DOCUMENT PASSAGE:
+--
As Stefan told, there is UB-reliance in SmallInteger primitives too, but I did not fix them. We should simply compute result as signed 64 bits as proposed by Stefan (except bitShift)
Nicolas
2012/8/30 David T. Lewis lewis@mail.msen.com:
This is on Mantis at http://bugs.squeak.org/view.php?id=7705
Note last comment in related issue 6987.
This issue will crash the VM when compiled for 64-bit platforms.
Dave
On Wed, Aug 29, 2012 at 12:18:28PM +0200, Nicolas Cellier wrote:
As posted on squeak-dev
http://lists.squeakfoundation.org/pipermail/squeak-dev/2012-August/165608.ht... I found 3 bugs in LargeInteger primitives
(1<<63) negated quo: -1. (1<<63) negated / -1. (1<<63) negated * -1.
They are all related to the impossible task of taking absolute value of INT_MIN (or more exactly it's 64 bits equivalent). Currently, it takes the form (0 - INT_MIN) whose behaviour is undefined according to C standards but generally answer INT_MIN. See for example
http://stackoverflow.com/questions/2539178/why-is-abs0x80000000-0x80000000
Surprisingly this one works: (1<<63) negated // -1.
Most probably because gcc has a license to ignore undefined behaviour and perform some optimizations that don't take overflow side effects into account. For example 0 - (0 - a)/b can be simplified into a/b, UB case of INT_MIN apart...
+--
EXTRACTED RECORDS:
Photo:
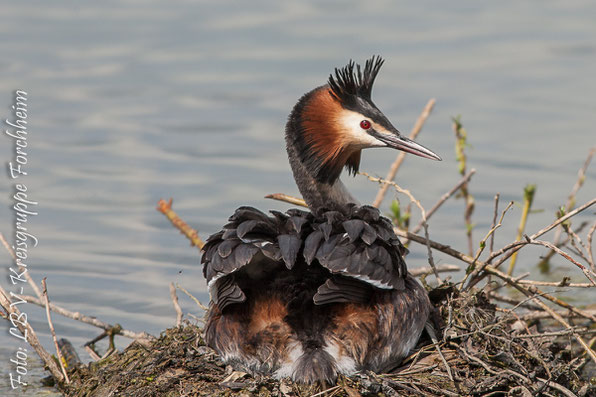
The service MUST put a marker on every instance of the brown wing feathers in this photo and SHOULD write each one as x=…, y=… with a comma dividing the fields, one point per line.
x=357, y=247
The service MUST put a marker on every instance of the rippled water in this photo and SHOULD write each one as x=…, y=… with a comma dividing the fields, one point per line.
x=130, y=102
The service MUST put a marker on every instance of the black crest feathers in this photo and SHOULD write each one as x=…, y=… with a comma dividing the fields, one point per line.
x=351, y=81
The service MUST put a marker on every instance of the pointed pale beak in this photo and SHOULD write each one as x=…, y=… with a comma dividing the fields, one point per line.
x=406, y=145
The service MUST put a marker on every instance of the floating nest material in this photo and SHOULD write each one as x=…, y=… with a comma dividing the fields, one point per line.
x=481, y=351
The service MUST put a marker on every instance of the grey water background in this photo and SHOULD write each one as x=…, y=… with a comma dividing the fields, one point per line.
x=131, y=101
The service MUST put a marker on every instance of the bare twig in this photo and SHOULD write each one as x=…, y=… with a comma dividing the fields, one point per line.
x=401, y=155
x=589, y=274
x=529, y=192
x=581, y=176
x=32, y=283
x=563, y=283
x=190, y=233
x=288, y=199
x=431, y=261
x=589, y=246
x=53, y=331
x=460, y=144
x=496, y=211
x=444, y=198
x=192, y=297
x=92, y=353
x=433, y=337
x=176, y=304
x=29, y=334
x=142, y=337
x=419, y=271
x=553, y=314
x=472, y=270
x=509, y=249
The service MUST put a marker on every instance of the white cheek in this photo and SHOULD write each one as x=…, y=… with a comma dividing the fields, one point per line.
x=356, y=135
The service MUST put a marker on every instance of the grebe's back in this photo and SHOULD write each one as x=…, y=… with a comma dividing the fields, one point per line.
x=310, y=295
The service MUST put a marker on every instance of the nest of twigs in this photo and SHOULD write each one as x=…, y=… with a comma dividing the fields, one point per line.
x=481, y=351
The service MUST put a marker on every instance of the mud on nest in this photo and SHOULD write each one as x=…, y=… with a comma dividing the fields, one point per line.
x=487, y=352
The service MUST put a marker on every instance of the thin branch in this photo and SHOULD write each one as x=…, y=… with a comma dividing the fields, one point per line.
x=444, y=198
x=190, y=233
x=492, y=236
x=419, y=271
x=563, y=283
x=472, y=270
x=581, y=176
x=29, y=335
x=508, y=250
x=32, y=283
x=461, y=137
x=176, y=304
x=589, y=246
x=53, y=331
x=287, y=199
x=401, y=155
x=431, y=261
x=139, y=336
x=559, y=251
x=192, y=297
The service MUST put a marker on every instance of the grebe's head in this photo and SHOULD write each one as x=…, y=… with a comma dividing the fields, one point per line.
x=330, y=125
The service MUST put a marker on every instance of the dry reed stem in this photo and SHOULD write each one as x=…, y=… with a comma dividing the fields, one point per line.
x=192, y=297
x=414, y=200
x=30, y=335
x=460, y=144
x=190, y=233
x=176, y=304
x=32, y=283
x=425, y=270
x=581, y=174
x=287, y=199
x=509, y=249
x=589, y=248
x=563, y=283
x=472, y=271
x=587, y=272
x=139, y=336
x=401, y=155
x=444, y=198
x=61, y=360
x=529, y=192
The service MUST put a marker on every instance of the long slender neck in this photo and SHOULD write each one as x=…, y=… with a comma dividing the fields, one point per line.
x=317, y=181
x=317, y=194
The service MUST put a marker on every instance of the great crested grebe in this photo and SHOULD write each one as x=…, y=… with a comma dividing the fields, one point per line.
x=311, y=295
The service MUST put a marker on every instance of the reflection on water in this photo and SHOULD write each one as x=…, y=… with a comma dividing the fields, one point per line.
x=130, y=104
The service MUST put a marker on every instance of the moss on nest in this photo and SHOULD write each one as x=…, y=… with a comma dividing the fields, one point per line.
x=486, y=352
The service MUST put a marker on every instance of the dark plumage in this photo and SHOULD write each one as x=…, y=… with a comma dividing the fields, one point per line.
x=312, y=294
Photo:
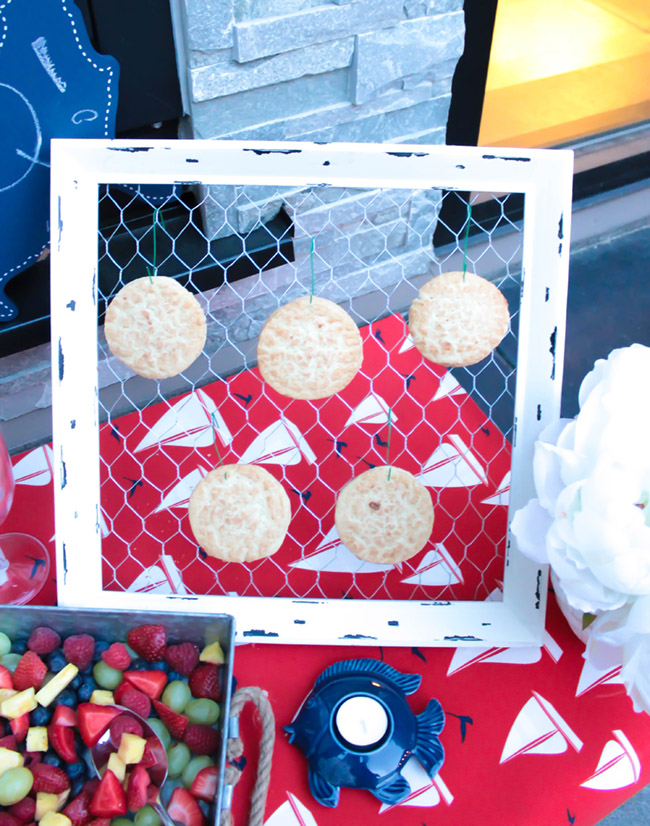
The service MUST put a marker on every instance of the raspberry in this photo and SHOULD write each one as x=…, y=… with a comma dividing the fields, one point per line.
+--
OBJECTIVE: In the thread on the LargeInteger primitive bugs, turn the paragraph that begins "They are all related" into a short bulleted list that keeps its main facts.

THE SOLUTION:
- All three bugs come from the impossible task of taking the absolute value of INT_MIN, or more exactly its 64-bit equivalent.
- The code currently computes this as (0 - INT_MIN).
- The C standards leave that expression's behavior undefined, though it generally answers INT_MIN.
- An example is pointed to for reference.